In [None]:
import torch

# Losses in general
We have been using crossentropy loss. But what is that?

First, let's go back to what we want to do with a loss function: we want to give the model feedback on how good or bad it is working. With that information, it is able to adjust it's weights with the gradient.

So, it is really important! Using the wrong carrot/stick will cause your model to behave in completely different ways...

The most basic example is: we have a real value $y$, and a prediction $\hat{y}$

In [None]:
y = torch.tensor([3.0, 2.0, 5.0])
yhat = torch.tensor([2.5, 3.4, 4.0])

In [None]:
import pandas as pd
import seaborn as sns
import matplotlib.pyplot as plt

y_np = y.numpy()
yhat_np = yhat.numpy()

# Create a Pandas DataFrame containing the data
data = pd.DataFrame({'True Values': y_np, 'Predicted Values': yhat_np, 'Data Points': range(1, len(y_np) + 1)})

# Melt the DataFrame to have a 'variable' and 'value' columns
data_melted = data.melt(id_vars='Data Points', var_name='variable', value_name='value')

# Plot the data using Seaborn's pointplot
plt.figure(figsize=(8, 6))
sns.barplot(data=data_melted, x='Data Points', y='value', hue='variable')
plt.title('Comparison of True Values and Predicted Values')
plt.xlabel('Data Points')
plt.ylabel('Values')

## Regression
As you might be able to infer, this is a regression problem. We will cover the classification later on, because regression is a bit simpler. You can see, the predictions are off by a bit.

In [None]:
y - yhat

The most naive way to calculate the loss, is to look at the difference. Problem with this, is that if you take the mean, you run into problems

In [None]:
(y-yhat).mean()

The loss is very low, almost zero! A solution to this is to look at the absolute values, so that negative and positive values don't cancel out

In [None]:
(y-yhat).abs().mean()
_ _ _
» **Given request**: Can you continue the notebook on loss functions above, starting right after its final cell? The listing is separate material, unrelated to the notebook on loss functions.

Dataset entries:
_ _ _
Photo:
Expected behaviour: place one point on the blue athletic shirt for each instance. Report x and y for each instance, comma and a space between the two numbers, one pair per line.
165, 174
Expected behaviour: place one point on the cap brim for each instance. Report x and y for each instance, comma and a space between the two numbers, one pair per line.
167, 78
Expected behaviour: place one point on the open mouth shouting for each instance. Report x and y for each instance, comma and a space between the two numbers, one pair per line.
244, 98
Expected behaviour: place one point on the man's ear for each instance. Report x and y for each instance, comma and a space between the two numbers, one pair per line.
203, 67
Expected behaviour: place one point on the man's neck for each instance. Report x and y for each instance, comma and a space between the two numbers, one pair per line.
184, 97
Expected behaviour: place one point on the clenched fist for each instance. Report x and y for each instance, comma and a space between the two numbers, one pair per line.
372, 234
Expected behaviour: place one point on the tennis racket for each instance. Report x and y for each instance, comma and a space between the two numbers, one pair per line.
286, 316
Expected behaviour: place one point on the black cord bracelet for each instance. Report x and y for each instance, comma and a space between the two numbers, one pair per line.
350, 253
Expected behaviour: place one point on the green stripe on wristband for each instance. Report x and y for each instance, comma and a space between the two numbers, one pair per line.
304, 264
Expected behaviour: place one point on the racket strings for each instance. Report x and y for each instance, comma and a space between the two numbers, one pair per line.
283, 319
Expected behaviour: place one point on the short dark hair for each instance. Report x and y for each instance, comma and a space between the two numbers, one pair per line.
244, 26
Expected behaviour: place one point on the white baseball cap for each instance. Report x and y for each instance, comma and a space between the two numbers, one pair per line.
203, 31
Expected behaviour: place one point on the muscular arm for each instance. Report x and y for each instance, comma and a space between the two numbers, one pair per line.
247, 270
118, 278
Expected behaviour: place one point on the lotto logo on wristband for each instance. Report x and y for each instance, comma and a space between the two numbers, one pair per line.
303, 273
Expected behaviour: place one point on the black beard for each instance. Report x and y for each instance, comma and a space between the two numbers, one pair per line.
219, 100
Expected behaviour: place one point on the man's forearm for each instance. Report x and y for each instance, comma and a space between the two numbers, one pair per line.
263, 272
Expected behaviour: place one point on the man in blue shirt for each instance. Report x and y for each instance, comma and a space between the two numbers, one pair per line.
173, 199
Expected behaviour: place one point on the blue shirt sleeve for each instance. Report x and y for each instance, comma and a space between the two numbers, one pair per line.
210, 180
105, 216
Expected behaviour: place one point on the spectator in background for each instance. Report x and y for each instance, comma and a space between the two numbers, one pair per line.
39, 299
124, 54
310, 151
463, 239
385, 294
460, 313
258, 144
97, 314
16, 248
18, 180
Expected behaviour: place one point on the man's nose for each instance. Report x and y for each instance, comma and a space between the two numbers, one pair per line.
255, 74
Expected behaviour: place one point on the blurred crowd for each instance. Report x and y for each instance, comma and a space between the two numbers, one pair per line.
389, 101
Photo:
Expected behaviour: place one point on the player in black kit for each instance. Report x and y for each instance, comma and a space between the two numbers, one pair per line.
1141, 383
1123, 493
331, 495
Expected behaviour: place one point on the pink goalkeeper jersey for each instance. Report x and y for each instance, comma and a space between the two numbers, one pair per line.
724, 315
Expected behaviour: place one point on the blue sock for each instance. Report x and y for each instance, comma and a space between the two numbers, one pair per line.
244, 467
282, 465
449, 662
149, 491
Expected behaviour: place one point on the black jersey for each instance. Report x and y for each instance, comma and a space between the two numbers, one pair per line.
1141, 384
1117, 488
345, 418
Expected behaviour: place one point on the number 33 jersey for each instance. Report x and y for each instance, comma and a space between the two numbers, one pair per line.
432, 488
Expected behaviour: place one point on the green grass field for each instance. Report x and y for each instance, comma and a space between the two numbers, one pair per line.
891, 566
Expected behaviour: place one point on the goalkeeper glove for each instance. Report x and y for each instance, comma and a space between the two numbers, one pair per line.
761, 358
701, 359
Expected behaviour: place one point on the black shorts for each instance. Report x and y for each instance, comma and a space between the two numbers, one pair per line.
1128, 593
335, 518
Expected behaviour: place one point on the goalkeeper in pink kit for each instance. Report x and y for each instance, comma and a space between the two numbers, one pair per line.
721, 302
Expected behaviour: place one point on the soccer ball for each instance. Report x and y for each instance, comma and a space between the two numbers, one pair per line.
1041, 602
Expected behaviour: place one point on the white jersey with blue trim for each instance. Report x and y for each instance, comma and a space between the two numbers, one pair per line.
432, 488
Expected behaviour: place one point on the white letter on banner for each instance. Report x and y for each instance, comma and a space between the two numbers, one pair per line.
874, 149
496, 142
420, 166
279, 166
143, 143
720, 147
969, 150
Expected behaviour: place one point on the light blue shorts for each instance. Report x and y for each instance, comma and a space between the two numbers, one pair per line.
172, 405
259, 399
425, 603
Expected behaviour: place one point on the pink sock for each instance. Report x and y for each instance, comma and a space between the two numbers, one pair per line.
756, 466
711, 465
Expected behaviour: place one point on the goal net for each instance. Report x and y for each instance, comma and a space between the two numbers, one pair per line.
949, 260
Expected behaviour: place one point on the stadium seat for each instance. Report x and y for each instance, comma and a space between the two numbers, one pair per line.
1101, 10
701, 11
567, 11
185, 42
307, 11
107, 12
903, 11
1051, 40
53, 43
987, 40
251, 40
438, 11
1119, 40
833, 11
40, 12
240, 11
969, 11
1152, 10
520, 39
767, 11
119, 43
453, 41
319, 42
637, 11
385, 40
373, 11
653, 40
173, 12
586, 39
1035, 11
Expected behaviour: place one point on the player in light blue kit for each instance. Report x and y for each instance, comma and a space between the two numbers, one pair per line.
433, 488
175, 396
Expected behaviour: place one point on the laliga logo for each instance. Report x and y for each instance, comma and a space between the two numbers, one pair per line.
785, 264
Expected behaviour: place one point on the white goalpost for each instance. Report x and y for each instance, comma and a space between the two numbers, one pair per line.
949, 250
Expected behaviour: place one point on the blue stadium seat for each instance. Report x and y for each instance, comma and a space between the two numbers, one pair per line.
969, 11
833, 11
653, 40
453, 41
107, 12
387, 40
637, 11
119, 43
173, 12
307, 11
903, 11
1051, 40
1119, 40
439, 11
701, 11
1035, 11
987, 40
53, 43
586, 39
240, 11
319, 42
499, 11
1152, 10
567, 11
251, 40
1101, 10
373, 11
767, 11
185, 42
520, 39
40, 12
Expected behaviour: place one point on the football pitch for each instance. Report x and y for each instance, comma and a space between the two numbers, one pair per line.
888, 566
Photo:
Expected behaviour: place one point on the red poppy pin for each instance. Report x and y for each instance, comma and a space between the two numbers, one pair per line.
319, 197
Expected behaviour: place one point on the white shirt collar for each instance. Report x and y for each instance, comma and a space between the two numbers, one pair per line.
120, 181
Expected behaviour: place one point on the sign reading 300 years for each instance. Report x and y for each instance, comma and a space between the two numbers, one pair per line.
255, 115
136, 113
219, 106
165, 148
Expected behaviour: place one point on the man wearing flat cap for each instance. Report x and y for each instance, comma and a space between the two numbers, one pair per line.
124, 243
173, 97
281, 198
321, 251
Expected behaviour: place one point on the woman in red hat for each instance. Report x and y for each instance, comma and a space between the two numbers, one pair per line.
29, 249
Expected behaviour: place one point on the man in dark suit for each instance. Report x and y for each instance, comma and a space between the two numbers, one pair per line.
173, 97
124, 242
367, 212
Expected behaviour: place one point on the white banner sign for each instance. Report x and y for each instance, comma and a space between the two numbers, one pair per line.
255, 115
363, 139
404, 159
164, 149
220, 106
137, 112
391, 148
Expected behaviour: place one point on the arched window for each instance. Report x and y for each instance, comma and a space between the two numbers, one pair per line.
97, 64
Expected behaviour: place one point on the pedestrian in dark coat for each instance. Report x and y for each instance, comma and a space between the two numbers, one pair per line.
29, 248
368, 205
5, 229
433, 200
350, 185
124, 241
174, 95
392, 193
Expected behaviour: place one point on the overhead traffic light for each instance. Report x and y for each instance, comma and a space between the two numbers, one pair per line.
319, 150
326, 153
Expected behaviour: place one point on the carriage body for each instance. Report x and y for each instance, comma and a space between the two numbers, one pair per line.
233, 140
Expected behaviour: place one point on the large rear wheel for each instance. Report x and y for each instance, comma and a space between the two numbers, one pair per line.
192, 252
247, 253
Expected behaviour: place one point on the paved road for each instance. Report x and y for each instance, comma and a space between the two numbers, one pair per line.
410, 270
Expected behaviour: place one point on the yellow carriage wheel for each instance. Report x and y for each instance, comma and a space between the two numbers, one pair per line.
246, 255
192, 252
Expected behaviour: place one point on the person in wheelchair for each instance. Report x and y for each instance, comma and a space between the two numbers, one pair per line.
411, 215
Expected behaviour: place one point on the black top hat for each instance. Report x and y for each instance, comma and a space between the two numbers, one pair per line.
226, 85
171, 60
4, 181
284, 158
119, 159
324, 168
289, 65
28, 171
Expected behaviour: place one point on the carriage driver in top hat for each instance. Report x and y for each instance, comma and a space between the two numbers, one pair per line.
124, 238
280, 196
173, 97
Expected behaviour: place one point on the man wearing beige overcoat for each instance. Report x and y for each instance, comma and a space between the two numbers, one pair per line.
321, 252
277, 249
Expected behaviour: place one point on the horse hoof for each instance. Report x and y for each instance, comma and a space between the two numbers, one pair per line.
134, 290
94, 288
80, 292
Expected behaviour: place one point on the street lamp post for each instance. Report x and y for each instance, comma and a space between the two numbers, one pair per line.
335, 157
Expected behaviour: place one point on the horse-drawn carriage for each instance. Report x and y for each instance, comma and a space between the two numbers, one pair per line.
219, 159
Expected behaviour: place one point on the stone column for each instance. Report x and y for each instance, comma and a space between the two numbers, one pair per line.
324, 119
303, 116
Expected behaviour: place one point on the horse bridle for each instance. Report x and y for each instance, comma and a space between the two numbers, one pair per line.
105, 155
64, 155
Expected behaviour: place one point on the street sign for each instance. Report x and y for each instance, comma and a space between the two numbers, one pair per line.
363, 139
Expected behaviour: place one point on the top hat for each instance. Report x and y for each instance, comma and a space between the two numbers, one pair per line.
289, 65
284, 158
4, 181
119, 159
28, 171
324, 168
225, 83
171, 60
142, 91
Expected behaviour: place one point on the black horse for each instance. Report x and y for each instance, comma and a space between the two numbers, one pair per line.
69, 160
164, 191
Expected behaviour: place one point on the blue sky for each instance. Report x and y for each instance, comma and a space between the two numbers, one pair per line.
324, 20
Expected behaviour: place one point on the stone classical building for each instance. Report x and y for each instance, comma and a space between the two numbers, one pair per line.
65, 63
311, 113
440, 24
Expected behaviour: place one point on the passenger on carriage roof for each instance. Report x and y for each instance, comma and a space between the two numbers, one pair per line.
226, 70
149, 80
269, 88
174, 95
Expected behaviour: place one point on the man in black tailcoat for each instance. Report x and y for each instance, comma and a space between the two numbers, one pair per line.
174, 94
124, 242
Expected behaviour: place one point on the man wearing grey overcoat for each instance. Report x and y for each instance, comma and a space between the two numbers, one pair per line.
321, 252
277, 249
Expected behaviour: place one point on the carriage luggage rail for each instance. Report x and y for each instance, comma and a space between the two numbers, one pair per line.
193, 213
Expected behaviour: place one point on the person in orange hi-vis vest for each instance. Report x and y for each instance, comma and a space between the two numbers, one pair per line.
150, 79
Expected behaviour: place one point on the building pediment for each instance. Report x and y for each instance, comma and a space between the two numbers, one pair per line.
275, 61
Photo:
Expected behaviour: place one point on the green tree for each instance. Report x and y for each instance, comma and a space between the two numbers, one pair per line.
_ _ _
» **Result**:
This is what is called: Mean Average Error. However, this does typically not work that well as a loss function. The default for regression is a variation on this, the Mean Squared Error:

$$MSE = \frac{1}{n}\sum_{i=1}^n (Y_i - \hat{Y}_i)^2$$

This is the mean $\frac{1}{n}\sum_{i=1}^n$ of the squared error $(Y_i - \hat{Y}_i)^2$ 

In [None]:
((y-yhat)**2).mean()

But torch has already implemented that for us in an optimized way:

In [None]:
loss = torch.nn.MSELoss()
loss(yhat, y)

## Classification

For classification, we have to pull a bit more tricks, because models typically not give discrete output, but real valued output (floating point numbers).

Let's say you have five classes.
One way you could do this, is to predict the probability of every class.
The trick that is commonly used, is to have five output nodes. Every nodes gives a number, and you tell the model that the number should be high in the correct class.

In [None]:
torch.manual_seed(42)
n_observations = 3
n_classes = 5
input = torch.randn(n_observations, n_classes, requires_grad=True)
model = torch.nn.LogSoftmax(dim=1)
yhat = model(input)
print(f"the shape of the output is {yhat.shape}")
yhat

We have three predictions, every prediction has 5 values. We applied a LogSoftmax layer to the output, which gives us the log of a softmax. A softmax function scales all the values, such that the sum is 1 (which is what you need for probabilities: it would be nonsense if you have a chance above 100% of something happening, right?)

You can verify for yourself that this sums to 1 for every observation, by taking the exponent:

In [None]:
torch.exp(yhat)

In [None]:
import warnings
# Suppress Seaborn warnings
warnings.filterwarnings("ignore", category=FutureWarning, module="seaborn")

probabilities = torch.exp(yhat).detach().numpy()

# Create a Pandas DataFrame containing the data
data = pd.DataFrame(probabilities, columns=[f'Class {i}' for i in range(1, probabilities.shape[1] + 1)])
data['Observation'] = range(1, probabilities.shape[0] + 1)

# Melt the DataFrame to have a 'variable' and 'value' columns
data_melted = data.melt(id_vars='Observation', var_name='Class', value_name='Probability')

g = sns.FacetGrid(data_melted, col='Observation', col_wrap=3, height=4, aspect=1)

# Create the bar plots
g.map(sns.barplot, 'Class', 'Probability', order=[f'Class {i}' for i in range(1, probabilities.shape[1] + 1)], palette='tab10')

# Add titles and labels
g.fig.subplots_adjust(top=0.8)
g.fig.suptitle('Softmax Probabilities for Each Class and Observation', fontsize=16)
g.set_axis_labels('Class', 'Probability')


Let's say the real classes are these:

In [None]:
y = torch.tensor([0, 1, 4])

A basic loss function is the negative log likelihood. The function is:

$$NLL = - log(\hat{y}[c])$$

Or, in plain language: take the probabilities $\hat{y}$, and pick the probability of the correct class $c$ from the list of probabilities with $\hat{y}[c]$. Now take the log of that.

The log has the effect that predicting closer to 0 if it should have been 1 is punished extra.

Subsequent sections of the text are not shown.